» **Rows of box annotation data**
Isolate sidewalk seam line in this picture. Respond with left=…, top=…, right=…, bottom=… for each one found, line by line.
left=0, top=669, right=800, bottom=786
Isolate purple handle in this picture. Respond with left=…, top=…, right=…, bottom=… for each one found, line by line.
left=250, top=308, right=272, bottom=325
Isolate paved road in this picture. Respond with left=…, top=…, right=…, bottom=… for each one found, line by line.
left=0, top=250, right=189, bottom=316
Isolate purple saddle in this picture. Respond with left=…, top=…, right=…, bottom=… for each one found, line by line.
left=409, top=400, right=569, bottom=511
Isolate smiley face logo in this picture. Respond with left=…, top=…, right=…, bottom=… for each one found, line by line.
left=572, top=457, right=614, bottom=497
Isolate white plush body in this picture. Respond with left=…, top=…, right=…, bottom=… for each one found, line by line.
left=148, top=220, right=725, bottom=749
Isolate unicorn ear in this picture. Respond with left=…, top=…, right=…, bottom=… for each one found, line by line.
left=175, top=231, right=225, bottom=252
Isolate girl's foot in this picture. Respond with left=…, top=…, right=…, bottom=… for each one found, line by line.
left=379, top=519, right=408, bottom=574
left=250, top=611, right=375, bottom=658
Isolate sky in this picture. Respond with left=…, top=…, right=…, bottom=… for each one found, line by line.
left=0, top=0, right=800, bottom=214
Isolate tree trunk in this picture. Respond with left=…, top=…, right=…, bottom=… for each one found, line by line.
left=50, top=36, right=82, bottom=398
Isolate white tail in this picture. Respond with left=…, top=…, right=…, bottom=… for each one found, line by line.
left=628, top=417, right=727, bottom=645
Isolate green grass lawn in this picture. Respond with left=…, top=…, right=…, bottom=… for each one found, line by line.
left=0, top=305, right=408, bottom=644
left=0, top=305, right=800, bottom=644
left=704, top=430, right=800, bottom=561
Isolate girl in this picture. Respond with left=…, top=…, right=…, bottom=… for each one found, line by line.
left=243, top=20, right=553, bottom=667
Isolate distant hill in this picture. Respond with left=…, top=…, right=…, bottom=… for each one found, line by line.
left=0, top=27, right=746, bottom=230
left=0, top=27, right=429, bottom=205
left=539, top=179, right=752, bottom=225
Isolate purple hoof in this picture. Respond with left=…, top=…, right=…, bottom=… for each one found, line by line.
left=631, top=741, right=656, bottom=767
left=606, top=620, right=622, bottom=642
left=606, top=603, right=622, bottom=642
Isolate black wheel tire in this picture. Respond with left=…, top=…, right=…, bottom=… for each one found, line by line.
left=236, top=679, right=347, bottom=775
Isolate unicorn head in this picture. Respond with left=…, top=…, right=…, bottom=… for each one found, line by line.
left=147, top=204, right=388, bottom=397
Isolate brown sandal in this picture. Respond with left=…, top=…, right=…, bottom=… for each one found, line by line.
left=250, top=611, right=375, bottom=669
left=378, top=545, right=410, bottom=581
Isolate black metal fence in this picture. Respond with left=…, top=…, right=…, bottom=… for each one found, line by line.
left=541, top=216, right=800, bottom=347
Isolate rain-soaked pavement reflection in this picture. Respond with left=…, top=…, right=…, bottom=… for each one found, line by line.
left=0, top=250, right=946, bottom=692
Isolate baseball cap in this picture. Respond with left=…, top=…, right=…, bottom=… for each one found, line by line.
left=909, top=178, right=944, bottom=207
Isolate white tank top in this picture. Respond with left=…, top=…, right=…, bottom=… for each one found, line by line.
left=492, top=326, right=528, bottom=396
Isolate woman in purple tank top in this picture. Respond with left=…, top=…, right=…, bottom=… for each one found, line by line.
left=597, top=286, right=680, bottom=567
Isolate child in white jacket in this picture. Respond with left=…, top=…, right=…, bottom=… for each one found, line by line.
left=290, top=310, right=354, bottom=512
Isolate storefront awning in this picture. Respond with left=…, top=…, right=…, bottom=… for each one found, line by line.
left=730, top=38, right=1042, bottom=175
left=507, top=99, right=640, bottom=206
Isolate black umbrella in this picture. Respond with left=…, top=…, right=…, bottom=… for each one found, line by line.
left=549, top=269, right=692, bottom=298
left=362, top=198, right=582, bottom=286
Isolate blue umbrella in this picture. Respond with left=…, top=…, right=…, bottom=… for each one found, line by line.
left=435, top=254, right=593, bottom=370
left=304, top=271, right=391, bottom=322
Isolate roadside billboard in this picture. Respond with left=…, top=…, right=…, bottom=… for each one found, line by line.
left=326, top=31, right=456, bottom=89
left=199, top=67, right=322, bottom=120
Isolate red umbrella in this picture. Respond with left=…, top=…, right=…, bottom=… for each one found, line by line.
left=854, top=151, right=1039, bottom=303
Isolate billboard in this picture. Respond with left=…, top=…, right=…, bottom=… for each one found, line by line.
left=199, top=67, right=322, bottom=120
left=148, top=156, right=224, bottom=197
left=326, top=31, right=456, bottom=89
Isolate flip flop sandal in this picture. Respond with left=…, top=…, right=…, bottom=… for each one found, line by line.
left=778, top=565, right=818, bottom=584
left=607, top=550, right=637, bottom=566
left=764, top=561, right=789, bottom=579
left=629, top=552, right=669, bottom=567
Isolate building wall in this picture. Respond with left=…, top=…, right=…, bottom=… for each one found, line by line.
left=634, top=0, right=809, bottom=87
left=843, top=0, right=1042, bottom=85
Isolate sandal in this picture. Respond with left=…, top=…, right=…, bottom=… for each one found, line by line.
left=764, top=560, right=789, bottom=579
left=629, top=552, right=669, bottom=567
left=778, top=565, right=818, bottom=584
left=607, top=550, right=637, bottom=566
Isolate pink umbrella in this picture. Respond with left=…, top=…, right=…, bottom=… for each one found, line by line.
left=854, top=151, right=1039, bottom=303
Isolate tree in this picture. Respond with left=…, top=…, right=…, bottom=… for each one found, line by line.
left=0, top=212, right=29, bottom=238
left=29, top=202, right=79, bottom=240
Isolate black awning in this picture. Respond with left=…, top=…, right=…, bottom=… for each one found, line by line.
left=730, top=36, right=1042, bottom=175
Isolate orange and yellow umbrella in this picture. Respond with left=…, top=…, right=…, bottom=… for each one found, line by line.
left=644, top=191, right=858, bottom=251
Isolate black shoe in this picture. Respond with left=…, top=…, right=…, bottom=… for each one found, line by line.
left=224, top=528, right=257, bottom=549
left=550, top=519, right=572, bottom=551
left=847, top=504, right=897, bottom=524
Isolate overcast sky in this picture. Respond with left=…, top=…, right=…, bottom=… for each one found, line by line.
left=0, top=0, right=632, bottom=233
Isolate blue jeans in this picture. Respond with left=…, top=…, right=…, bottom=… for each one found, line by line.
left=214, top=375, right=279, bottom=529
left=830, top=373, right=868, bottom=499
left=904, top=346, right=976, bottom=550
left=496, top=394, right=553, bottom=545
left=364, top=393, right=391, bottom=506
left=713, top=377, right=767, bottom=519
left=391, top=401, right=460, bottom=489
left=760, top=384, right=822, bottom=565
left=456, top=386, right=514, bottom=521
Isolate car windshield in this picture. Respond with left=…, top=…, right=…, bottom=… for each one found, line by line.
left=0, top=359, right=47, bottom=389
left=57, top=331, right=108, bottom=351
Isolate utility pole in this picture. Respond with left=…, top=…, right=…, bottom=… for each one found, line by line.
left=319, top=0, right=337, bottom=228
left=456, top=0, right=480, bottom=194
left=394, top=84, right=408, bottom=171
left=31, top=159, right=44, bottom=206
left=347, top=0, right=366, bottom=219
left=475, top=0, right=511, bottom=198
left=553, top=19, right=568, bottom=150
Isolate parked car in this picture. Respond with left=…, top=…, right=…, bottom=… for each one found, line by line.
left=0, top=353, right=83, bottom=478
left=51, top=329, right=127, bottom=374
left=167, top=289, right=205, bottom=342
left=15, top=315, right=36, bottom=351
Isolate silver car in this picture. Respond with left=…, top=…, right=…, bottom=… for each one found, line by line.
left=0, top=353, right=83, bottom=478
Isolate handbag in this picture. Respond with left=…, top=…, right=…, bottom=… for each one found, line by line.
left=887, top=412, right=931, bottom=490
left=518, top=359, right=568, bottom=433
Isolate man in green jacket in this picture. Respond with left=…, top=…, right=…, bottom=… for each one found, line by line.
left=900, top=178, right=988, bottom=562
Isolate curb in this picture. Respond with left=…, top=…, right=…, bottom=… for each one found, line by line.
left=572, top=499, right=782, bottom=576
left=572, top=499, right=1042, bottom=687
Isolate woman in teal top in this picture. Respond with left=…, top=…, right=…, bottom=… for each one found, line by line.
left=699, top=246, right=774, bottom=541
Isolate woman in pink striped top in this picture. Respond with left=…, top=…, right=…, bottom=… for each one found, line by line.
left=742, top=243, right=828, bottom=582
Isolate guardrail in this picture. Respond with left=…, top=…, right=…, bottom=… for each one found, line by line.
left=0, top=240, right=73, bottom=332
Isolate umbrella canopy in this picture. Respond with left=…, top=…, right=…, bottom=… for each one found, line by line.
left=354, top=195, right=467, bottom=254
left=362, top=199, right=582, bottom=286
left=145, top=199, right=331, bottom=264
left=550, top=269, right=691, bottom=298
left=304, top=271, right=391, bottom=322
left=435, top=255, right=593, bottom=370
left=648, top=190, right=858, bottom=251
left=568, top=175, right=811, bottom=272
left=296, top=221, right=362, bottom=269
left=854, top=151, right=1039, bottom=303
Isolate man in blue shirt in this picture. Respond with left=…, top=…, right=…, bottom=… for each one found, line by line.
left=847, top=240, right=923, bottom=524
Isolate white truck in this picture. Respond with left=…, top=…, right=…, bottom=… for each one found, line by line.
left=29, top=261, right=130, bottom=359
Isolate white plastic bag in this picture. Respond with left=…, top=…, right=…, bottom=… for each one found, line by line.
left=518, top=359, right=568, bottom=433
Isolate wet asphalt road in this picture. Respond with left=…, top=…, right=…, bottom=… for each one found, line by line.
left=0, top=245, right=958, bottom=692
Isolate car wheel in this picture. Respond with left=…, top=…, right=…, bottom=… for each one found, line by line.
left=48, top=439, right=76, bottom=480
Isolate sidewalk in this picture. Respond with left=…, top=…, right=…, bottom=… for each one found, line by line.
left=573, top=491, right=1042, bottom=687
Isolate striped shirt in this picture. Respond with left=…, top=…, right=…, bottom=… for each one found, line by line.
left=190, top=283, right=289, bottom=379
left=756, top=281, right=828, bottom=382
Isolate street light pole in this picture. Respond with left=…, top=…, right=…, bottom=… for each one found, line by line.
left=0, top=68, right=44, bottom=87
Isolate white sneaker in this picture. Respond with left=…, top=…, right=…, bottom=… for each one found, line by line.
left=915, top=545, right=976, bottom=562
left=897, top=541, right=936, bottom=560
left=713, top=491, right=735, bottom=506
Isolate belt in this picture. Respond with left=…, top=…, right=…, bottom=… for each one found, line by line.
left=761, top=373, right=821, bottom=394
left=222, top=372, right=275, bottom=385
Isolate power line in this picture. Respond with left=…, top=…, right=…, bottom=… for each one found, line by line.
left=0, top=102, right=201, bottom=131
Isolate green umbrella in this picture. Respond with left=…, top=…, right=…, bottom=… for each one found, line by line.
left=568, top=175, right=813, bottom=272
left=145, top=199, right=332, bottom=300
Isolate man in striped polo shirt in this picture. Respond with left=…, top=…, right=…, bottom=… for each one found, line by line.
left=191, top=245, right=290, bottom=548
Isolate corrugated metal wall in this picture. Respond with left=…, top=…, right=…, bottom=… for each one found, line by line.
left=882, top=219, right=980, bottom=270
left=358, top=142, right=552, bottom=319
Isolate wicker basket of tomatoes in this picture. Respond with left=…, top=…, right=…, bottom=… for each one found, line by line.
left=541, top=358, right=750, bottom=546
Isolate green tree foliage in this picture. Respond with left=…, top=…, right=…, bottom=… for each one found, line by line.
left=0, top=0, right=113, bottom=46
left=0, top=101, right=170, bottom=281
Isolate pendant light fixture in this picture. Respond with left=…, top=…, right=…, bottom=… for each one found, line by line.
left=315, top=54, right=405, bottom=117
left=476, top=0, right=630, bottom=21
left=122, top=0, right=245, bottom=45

» **Exercise requirements**
Copy the records from the line containing "Isolate girl in" through the line containing "left=606, top=603, right=622, bottom=642", inclusive, keeping every line exactly the same.

» **Full answer**
Isolate girl in this picture. Respond with left=…, top=…, right=…, bottom=… for each one found, line by line.
left=243, top=20, right=553, bottom=667
Isolate distant hill in this picture. Respond with left=…, top=…, right=…, bottom=… for each one found, line by line.
left=0, top=27, right=746, bottom=230
left=0, top=27, right=429, bottom=205
left=539, top=179, right=752, bottom=225
Isolate purple hoof in this picture. Respond with left=…, top=…, right=…, bottom=… for each one found, line by line.
left=631, top=741, right=656, bottom=767
left=606, top=620, right=622, bottom=642
left=606, top=603, right=622, bottom=642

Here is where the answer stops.